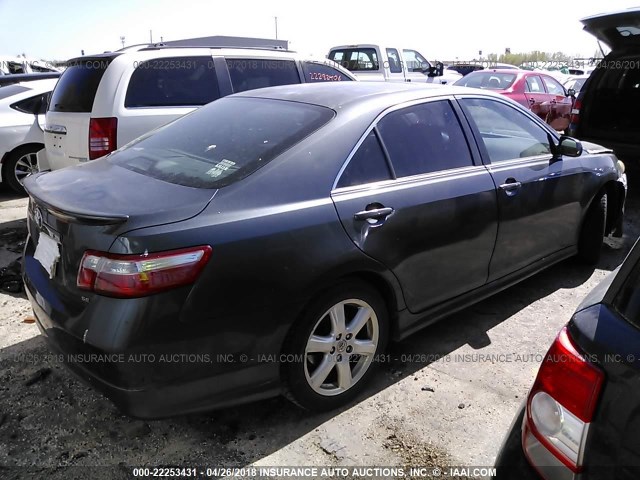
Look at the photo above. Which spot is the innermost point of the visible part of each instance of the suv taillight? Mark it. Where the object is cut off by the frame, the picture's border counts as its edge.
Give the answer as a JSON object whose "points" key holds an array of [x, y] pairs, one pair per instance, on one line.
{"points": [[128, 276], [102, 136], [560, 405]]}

##########

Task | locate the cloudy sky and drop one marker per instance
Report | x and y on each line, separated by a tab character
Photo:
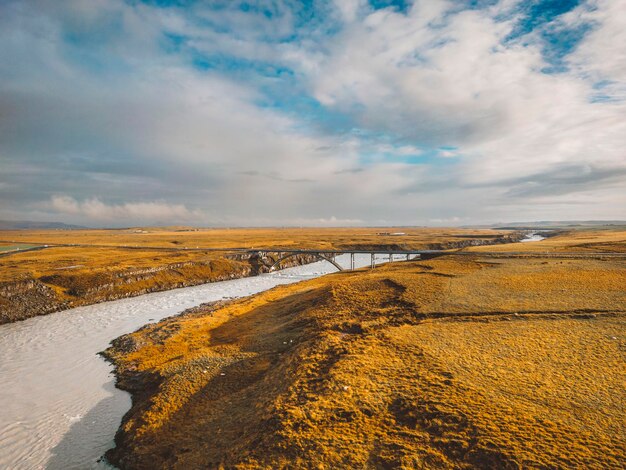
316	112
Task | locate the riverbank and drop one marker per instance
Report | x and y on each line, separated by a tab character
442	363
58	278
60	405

##########

Once every line of the material holding the word "drop" has been counted, report the total and nothing more.

2